What to do: Scan the lines below and report each one containing "orange" by copying it.

Given data:
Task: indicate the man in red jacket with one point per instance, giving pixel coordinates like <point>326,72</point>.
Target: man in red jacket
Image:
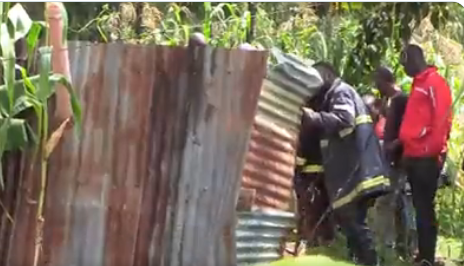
<point>424,134</point>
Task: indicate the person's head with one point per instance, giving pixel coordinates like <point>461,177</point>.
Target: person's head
<point>327,73</point>
<point>373,105</point>
<point>385,81</point>
<point>413,60</point>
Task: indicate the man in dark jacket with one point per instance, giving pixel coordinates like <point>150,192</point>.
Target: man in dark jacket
<point>314,224</point>
<point>353,164</point>
<point>424,134</point>
<point>394,207</point>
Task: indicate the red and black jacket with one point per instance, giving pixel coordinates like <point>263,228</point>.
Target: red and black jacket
<point>427,120</point>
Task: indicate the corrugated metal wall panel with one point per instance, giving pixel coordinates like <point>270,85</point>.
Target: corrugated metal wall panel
<point>154,176</point>
<point>260,234</point>
<point>270,160</point>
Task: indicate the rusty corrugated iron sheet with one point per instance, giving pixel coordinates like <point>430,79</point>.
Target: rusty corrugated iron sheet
<point>261,236</point>
<point>154,176</point>
<point>270,159</point>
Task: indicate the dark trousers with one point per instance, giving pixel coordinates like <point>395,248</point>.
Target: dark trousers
<point>423,174</point>
<point>352,220</point>
<point>313,203</point>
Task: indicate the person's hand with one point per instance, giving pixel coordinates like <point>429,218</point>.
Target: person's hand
<point>392,145</point>
<point>308,112</point>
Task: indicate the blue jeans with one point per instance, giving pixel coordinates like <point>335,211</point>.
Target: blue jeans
<point>352,219</point>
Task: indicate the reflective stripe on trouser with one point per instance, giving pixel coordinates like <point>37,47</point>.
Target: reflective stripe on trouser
<point>359,120</point>
<point>362,119</point>
<point>361,187</point>
<point>312,168</point>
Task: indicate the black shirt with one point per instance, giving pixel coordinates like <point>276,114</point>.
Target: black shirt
<point>395,113</point>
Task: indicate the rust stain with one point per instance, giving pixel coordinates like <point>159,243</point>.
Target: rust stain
<point>154,177</point>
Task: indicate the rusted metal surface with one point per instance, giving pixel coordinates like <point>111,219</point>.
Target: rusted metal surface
<point>261,235</point>
<point>153,178</point>
<point>270,159</point>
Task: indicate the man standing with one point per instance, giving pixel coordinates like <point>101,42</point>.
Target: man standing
<point>314,223</point>
<point>353,164</point>
<point>395,204</point>
<point>424,134</point>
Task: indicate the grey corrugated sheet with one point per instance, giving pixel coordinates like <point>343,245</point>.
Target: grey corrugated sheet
<point>153,179</point>
<point>260,235</point>
<point>270,160</point>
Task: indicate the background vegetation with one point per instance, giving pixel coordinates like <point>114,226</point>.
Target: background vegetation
<point>355,37</point>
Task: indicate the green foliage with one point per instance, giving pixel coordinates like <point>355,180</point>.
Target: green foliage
<point>28,92</point>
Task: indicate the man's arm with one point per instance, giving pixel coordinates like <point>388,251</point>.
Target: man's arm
<point>440,95</point>
<point>341,114</point>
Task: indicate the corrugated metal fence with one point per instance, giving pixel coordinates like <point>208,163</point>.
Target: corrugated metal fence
<point>153,179</point>
<point>270,159</point>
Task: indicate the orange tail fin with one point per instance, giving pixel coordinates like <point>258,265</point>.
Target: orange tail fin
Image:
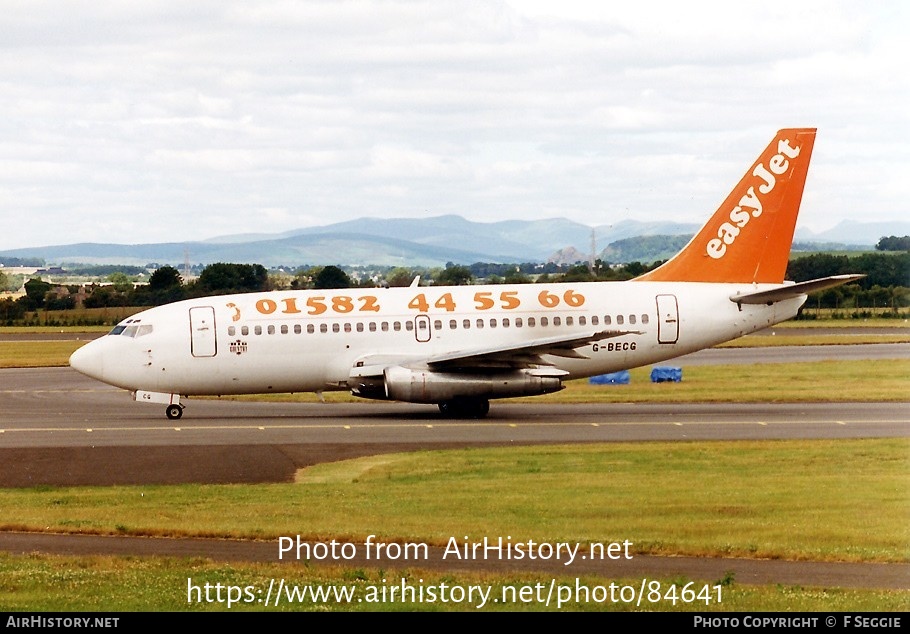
<point>749,236</point>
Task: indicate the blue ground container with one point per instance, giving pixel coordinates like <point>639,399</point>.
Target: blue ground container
<point>614,378</point>
<point>665,374</point>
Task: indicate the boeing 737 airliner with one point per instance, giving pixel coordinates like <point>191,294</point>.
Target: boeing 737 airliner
<point>459,347</point>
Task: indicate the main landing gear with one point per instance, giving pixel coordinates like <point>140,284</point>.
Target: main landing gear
<point>465,407</point>
<point>174,412</point>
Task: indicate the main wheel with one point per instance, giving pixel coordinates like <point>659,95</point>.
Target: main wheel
<point>465,407</point>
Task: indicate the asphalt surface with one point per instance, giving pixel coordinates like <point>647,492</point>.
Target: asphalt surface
<point>58,428</point>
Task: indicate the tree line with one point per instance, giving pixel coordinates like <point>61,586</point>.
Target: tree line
<point>884,287</point>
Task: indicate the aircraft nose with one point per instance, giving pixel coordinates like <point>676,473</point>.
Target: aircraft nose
<point>89,361</point>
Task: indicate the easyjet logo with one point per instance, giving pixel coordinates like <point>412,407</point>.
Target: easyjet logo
<point>750,205</point>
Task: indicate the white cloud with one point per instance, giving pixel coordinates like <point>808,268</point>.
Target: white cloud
<point>204,114</point>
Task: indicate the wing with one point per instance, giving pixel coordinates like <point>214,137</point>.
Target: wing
<point>515,355</point>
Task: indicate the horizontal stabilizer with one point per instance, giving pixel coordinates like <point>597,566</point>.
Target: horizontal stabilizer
<point>794,290</point>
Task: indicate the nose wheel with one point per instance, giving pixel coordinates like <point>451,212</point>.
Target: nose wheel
<point>174,412</point>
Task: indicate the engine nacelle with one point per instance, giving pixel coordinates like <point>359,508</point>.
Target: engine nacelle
<point>426,386</point>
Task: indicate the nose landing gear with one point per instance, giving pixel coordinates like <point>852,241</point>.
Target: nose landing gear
<point>174,412</point>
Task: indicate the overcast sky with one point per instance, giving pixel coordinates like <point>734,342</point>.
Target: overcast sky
<point>148,121</point>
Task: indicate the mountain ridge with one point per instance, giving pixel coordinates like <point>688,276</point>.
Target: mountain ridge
<point>432,241</point>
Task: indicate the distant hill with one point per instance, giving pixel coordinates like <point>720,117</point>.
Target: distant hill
<point>430,241</point>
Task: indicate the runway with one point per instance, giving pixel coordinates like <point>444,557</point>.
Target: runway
<point>57,407</point>
<point>59,428</point>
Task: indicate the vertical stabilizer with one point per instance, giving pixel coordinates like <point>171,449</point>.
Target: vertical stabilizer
<point>748,238</point>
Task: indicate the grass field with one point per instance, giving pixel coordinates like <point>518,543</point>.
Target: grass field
<point>820,500</point>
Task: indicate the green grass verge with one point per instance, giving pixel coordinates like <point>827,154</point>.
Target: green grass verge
<point>837,500</point>
<point>826,500</point>
<point>44,583</point>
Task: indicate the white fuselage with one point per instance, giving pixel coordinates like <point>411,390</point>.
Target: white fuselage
<point>310,341</point>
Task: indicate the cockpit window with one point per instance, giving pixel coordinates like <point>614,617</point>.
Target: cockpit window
<point>131,330</point>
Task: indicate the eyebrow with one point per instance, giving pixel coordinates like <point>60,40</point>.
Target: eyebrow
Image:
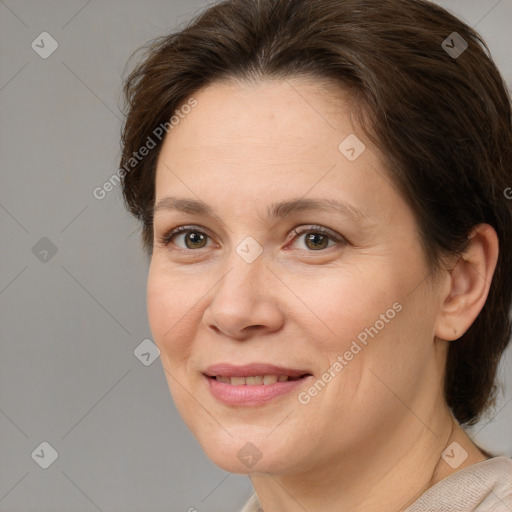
<point>275,210</point>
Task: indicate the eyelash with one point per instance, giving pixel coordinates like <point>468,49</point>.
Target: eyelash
<point>166,239</point>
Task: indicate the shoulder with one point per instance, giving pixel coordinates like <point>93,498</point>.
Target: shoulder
<point>482,487</point>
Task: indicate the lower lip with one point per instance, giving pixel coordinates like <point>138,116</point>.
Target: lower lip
<point>252,395</point>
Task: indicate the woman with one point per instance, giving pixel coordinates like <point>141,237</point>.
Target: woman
<point>330,244</point>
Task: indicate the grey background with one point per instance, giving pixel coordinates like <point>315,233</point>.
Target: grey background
<point>70,324</point>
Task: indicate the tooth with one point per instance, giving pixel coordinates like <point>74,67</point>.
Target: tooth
<point>269,379</point>
<point>253,381</point>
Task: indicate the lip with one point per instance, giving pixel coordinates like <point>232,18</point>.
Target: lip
<point>247,395</point>
<point>252,370</point>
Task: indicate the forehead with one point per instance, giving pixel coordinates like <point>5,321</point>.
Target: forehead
<point>278,138</point>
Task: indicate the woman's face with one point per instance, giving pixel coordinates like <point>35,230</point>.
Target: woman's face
<point>337,297</point>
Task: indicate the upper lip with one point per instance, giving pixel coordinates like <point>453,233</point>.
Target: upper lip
<point>251,370</point>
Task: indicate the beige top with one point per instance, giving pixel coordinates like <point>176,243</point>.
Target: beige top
<point>482,487</point>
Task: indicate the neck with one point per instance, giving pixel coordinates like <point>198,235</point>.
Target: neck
<point>371,477</point>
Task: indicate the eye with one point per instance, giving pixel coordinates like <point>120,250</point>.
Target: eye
<point>317,237</point>
<point>192,238</point>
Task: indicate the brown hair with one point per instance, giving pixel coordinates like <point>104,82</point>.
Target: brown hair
<point>443,122</point>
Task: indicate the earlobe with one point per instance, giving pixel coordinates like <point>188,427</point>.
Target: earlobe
<point>469,284</point>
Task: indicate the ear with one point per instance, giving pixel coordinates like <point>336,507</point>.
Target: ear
<point>468,284</point>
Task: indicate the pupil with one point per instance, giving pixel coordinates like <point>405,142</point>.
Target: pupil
<point>313,237</point>
<point>195,238</point>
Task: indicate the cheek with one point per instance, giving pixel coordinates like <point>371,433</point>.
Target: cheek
<point>171,318</point>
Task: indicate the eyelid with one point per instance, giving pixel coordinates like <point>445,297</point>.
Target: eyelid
<point>166,238</point>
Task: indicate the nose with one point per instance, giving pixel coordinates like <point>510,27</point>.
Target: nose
<point>245,302</point>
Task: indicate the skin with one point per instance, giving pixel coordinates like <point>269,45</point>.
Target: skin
<point>372,439</point>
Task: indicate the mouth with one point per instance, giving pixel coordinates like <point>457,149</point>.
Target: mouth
<point>252,384</point>
<point>256,380</point>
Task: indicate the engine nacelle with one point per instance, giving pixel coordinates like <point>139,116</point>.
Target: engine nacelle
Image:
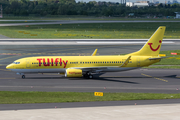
<point>73,73</point>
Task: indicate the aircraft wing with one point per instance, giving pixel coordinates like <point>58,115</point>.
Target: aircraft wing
<point>126,62</point>
<point>99,69</point>
<point>156,58</point>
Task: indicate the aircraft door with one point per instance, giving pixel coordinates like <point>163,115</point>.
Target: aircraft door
<point>28,63</point>
<point>138,62</point>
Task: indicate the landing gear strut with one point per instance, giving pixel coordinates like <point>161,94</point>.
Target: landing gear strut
<point>23,76</point>
<point>88,75</point>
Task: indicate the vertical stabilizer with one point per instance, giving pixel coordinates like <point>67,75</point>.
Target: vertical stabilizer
<point>153,45</point>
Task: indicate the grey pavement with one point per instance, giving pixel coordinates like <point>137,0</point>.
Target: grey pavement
<point>82,21</point>
<point>131,112</point>
<point>81,41</point>
<point>3,37</point>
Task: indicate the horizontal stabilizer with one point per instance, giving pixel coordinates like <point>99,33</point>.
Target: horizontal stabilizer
<point>126,62</point>
<point>157,58</point>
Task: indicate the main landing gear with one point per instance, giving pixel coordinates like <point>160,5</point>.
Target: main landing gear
<point>88,75</point>
<point>22,75</point>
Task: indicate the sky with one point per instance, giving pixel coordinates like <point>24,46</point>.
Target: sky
<point>163,1</point>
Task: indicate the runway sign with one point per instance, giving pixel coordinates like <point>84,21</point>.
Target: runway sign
<point>98,93</point>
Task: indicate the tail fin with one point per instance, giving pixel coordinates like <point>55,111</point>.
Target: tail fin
<point>153,45</point>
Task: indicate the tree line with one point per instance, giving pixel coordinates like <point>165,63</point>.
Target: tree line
<point>70,7</point>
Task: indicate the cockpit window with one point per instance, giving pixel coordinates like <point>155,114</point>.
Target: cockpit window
<point>16,62</point>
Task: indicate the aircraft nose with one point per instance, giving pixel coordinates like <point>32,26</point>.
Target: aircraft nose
<point>10,66</point>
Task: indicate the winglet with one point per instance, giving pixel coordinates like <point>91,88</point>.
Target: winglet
<point>94,53</point>
<point>126,62</point>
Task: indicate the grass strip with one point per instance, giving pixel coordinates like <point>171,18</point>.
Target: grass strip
<point>11,97</point>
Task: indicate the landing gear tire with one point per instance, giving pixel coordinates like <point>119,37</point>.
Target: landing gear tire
<point>90,76</point>
<point>23,76</point>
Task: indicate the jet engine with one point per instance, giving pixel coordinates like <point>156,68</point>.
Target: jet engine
<point>73,73</point>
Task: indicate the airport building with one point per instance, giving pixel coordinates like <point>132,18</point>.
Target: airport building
<point>138,4</point>
<point>177,14</point>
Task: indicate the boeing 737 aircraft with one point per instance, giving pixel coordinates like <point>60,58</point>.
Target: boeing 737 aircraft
<point>78,66</point>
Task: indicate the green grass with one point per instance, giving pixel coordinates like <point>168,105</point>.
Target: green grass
<point>92,31</point>
<point>5,22</point>
<point>171,60</point>
<point>8,97</point>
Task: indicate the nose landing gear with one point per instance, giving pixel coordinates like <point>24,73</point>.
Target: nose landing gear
<point>23,76</point>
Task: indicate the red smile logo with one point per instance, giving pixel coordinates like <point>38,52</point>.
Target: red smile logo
<point>150,44</point>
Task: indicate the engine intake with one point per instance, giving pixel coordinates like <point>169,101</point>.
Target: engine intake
<point>73,73</point>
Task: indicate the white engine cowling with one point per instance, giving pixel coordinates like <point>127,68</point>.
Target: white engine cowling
<point>73,73</point>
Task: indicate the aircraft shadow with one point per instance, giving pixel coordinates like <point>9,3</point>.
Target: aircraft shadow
<point>94,79</point>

Task response:
Task: indicate the orange tail fin with one point per instance, giving pixel coordinates like <point>258,265</point>.
Target: orange tail fin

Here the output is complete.